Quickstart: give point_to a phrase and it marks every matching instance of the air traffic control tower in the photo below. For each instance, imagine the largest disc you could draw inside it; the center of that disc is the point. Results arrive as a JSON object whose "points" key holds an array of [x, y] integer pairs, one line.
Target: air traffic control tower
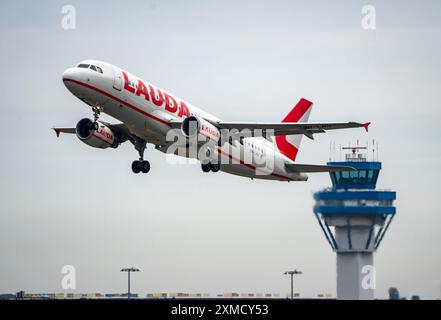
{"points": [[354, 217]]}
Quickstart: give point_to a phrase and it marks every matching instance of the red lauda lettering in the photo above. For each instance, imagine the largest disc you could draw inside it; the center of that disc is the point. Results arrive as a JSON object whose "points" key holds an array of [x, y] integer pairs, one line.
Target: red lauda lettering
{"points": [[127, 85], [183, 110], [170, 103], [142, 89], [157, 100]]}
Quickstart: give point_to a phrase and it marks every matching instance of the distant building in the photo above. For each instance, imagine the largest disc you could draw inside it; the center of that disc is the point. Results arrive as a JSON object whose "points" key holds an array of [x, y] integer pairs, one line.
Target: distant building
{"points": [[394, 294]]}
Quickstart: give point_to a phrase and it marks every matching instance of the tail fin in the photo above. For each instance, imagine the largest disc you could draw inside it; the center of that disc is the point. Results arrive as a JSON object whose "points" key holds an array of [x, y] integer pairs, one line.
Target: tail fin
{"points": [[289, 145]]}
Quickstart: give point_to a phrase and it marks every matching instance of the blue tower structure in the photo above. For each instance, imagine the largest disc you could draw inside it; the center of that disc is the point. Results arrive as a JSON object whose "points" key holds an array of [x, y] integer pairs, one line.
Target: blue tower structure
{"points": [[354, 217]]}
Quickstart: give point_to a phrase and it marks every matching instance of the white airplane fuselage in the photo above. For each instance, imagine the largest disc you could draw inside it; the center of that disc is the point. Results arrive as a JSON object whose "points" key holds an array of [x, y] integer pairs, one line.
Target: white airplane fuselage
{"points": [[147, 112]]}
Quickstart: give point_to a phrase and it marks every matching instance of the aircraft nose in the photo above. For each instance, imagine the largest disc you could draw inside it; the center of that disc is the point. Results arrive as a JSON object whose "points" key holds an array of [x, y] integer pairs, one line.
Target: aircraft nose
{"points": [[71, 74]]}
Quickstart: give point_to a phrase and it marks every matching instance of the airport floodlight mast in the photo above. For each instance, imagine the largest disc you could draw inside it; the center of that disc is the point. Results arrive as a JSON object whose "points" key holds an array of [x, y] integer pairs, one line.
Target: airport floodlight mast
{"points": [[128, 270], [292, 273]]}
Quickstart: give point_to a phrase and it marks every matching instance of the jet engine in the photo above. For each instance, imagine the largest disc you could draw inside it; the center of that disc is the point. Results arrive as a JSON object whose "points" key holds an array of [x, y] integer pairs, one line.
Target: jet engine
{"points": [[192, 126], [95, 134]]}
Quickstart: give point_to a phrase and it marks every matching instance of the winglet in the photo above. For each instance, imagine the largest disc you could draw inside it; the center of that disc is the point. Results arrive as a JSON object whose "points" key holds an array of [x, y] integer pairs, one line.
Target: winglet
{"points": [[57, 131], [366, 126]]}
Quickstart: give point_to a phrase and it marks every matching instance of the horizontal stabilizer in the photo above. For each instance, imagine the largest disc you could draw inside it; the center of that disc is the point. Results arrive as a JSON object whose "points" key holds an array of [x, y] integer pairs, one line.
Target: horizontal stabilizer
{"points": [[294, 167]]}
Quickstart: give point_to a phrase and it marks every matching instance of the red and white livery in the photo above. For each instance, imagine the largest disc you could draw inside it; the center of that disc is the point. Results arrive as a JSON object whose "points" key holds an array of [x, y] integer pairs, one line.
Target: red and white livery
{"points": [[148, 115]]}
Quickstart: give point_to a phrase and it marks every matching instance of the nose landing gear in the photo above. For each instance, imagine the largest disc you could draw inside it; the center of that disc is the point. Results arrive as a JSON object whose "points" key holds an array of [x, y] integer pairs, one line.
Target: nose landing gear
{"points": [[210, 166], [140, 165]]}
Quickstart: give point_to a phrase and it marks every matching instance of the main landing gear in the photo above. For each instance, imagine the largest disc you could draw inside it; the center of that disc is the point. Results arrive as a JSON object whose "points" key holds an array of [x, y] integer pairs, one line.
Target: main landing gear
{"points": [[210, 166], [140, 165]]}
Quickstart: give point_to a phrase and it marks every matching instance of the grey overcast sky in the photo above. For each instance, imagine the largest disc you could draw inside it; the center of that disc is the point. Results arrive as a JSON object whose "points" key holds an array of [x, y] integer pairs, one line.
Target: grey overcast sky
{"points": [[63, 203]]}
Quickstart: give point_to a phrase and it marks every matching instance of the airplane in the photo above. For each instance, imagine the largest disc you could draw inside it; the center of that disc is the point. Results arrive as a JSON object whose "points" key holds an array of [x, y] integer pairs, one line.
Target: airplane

--

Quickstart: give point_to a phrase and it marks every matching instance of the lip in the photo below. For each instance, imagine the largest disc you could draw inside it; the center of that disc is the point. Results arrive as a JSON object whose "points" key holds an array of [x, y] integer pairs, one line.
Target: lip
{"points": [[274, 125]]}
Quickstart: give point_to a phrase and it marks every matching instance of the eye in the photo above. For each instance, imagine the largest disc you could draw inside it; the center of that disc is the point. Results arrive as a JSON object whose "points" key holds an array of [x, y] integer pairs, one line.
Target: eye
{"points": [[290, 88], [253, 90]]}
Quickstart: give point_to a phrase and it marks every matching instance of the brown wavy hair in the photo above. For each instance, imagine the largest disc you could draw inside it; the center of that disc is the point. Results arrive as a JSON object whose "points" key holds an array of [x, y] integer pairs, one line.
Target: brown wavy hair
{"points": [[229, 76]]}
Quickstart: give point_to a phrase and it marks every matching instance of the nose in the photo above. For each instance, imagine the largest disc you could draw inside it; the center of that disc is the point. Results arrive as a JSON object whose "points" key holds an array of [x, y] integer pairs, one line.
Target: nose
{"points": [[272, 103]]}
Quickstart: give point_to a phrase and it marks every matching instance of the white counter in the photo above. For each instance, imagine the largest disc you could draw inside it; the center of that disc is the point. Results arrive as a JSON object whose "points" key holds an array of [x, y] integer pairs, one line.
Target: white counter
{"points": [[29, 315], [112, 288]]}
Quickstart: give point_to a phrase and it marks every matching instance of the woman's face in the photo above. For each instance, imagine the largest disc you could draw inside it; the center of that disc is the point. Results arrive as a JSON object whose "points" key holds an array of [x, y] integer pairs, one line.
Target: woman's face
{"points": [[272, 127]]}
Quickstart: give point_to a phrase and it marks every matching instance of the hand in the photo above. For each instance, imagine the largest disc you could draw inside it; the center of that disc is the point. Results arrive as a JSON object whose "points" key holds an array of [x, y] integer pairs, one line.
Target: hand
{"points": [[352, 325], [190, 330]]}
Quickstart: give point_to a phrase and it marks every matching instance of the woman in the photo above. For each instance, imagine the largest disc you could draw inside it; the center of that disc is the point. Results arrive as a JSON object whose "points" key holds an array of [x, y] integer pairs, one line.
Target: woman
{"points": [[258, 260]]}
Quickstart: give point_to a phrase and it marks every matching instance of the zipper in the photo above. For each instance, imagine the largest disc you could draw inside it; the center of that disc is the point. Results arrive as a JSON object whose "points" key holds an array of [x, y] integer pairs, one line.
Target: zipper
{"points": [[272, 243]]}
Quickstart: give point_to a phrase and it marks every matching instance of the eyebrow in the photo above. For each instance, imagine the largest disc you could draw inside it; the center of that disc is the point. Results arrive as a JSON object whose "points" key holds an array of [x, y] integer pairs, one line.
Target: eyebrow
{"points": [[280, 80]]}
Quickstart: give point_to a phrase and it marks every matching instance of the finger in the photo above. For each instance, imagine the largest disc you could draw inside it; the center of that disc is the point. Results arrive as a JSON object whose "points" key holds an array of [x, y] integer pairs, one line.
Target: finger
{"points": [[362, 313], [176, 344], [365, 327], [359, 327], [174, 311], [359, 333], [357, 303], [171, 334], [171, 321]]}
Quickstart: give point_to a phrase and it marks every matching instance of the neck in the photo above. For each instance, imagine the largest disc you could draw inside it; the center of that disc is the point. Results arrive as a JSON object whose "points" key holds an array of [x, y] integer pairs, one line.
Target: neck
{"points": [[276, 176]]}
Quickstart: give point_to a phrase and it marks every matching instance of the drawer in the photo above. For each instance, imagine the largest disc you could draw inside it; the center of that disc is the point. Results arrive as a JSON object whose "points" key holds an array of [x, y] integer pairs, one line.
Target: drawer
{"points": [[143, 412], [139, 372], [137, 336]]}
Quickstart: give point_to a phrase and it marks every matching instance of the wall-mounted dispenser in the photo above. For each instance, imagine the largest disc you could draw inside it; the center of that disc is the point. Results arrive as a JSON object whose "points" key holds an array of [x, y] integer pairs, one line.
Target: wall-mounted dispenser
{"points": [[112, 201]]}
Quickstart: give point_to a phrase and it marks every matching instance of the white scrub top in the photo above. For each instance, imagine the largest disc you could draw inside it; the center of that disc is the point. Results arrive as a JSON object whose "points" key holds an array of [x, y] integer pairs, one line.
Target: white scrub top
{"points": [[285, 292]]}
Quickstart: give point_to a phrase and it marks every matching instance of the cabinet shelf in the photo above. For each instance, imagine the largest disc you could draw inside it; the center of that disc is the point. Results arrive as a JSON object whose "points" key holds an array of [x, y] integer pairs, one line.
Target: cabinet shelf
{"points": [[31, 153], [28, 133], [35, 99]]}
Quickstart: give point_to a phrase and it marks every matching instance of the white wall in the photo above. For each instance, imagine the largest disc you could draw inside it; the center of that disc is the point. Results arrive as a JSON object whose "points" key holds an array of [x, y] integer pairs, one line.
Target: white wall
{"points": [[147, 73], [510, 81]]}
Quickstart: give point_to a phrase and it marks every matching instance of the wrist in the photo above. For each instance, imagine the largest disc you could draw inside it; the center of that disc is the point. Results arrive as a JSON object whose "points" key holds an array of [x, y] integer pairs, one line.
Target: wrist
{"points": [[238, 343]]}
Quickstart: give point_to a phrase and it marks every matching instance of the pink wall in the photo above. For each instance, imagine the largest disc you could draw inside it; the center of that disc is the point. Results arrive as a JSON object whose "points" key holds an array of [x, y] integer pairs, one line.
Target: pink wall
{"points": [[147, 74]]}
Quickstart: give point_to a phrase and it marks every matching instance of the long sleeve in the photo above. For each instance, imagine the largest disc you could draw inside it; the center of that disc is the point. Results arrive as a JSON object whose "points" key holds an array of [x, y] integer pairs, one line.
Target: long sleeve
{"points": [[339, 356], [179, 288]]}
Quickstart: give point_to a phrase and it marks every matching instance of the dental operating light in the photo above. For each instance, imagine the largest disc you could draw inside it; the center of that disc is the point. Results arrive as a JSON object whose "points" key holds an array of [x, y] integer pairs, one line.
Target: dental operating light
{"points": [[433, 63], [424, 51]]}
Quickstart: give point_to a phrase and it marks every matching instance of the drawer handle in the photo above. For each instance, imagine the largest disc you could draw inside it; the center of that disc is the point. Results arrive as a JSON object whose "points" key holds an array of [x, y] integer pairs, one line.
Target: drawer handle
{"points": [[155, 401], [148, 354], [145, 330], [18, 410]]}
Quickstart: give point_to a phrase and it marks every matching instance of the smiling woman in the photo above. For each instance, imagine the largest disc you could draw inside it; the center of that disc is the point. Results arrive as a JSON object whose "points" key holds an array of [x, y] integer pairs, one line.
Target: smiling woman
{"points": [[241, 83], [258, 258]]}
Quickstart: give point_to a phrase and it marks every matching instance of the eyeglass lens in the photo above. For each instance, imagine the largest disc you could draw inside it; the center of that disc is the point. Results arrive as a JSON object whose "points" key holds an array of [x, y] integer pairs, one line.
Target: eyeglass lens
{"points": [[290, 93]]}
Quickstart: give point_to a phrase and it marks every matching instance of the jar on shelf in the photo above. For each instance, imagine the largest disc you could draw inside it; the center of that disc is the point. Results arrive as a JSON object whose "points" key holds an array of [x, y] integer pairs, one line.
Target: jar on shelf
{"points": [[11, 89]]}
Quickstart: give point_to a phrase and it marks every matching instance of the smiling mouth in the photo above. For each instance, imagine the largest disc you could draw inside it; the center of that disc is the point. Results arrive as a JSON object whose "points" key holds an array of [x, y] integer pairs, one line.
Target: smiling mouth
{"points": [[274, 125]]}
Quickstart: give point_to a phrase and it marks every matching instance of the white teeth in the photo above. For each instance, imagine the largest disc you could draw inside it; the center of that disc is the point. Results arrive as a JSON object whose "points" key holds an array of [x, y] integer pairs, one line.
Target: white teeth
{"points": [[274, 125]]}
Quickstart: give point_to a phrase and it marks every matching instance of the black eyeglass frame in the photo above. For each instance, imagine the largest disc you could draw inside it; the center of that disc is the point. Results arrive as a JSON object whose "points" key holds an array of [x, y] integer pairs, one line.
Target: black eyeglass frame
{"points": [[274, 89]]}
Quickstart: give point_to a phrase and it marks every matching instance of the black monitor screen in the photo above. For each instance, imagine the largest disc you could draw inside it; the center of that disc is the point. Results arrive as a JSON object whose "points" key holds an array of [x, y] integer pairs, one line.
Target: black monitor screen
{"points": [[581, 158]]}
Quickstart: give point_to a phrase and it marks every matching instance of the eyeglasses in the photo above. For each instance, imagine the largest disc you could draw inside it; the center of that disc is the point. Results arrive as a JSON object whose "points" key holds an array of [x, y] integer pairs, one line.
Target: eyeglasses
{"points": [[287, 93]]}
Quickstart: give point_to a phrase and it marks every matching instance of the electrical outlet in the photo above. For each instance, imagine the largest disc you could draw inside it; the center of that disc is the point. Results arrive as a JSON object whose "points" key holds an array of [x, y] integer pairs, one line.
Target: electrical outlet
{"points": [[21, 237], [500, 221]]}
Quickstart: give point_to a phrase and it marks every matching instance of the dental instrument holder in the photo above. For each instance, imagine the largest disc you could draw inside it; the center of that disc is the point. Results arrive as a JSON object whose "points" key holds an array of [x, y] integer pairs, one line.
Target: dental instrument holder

* * *

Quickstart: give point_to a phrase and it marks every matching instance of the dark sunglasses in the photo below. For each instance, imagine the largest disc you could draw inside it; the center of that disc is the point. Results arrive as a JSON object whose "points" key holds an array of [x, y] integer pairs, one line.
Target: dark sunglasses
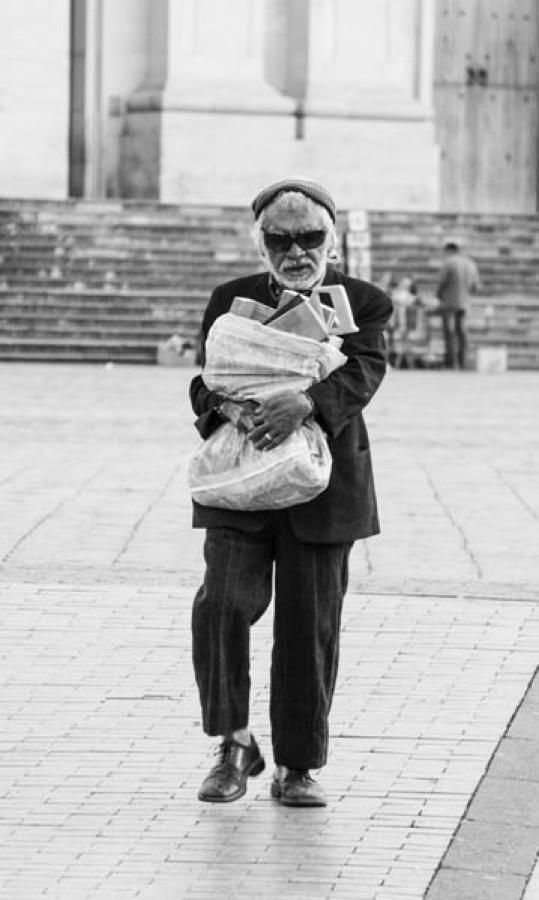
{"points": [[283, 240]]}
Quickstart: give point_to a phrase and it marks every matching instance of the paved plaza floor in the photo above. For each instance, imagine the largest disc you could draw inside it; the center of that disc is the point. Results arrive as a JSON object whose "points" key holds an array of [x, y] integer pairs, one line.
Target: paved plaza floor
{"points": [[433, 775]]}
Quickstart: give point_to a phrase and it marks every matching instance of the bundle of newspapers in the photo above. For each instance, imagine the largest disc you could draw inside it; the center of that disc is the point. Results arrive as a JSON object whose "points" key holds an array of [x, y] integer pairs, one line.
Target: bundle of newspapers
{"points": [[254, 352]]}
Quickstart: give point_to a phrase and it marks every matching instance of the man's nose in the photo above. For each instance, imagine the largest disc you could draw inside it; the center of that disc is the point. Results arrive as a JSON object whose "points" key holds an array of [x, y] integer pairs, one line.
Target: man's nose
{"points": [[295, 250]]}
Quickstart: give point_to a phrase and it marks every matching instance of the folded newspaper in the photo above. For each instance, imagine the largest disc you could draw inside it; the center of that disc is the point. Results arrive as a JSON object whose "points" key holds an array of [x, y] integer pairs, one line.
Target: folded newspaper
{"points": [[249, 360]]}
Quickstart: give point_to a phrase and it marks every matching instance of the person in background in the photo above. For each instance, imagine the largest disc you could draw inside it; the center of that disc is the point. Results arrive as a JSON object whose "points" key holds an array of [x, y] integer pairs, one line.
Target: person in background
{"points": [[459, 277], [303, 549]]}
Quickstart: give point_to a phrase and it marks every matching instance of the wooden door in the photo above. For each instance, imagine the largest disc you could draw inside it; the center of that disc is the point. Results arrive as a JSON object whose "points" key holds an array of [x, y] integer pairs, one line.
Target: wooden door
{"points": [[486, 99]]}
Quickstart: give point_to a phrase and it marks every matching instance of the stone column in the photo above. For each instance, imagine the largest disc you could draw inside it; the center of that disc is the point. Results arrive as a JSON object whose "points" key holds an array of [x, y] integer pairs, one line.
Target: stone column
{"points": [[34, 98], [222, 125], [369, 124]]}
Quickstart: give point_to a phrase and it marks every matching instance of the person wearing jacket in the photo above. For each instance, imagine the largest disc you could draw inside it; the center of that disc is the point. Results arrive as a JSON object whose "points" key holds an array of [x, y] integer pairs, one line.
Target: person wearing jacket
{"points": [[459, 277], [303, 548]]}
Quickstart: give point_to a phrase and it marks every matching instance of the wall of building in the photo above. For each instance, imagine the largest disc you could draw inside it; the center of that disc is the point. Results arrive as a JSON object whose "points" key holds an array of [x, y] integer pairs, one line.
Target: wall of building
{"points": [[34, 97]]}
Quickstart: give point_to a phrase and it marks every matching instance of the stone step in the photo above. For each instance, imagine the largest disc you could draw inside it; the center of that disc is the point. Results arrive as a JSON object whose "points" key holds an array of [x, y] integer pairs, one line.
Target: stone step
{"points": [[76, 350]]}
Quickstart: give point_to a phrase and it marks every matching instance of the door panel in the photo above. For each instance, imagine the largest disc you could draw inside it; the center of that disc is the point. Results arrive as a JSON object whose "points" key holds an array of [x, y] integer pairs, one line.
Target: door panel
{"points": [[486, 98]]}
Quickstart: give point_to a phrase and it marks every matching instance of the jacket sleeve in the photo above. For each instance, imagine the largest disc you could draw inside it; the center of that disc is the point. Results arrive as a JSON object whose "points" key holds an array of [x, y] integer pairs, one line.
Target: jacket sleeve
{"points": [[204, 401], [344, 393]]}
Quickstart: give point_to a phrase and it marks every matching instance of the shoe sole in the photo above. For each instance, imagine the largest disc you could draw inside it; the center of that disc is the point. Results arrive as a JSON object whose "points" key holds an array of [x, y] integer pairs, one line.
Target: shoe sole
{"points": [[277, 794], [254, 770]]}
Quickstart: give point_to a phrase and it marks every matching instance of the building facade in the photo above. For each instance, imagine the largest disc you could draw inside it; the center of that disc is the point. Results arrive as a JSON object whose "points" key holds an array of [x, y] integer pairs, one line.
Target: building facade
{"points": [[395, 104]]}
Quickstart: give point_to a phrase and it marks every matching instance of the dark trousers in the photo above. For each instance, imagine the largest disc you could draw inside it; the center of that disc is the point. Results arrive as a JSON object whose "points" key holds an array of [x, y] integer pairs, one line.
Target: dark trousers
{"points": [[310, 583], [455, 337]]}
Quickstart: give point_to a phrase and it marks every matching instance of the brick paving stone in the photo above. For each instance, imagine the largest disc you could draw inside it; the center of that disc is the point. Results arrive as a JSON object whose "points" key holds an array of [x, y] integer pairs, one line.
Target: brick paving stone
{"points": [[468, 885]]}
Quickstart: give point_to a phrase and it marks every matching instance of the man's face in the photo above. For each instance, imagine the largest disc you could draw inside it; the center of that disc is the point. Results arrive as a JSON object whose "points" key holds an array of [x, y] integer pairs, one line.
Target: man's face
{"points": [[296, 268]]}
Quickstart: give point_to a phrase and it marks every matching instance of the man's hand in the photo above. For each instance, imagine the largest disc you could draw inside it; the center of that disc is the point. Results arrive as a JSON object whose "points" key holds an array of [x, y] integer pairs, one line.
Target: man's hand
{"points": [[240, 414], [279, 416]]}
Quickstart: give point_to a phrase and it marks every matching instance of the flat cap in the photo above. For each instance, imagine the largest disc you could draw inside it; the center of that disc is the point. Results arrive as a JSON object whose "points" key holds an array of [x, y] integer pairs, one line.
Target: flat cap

▸ **What the exercise asks**
A complete answer lists every line of the listing above that holds the word "instrument".

▸ **Answer to the problem**
Quickstart: give point_to a phrase and it marks every matching instance of the dental instrument holder in the photo above. For each instance, imagine the largest disc you could draw inside it; the center of that disc is the point. Results arrive as a JSON object whose "points" key holds an array of [x, y] integer pairs, one line.
Target: dental instrument holder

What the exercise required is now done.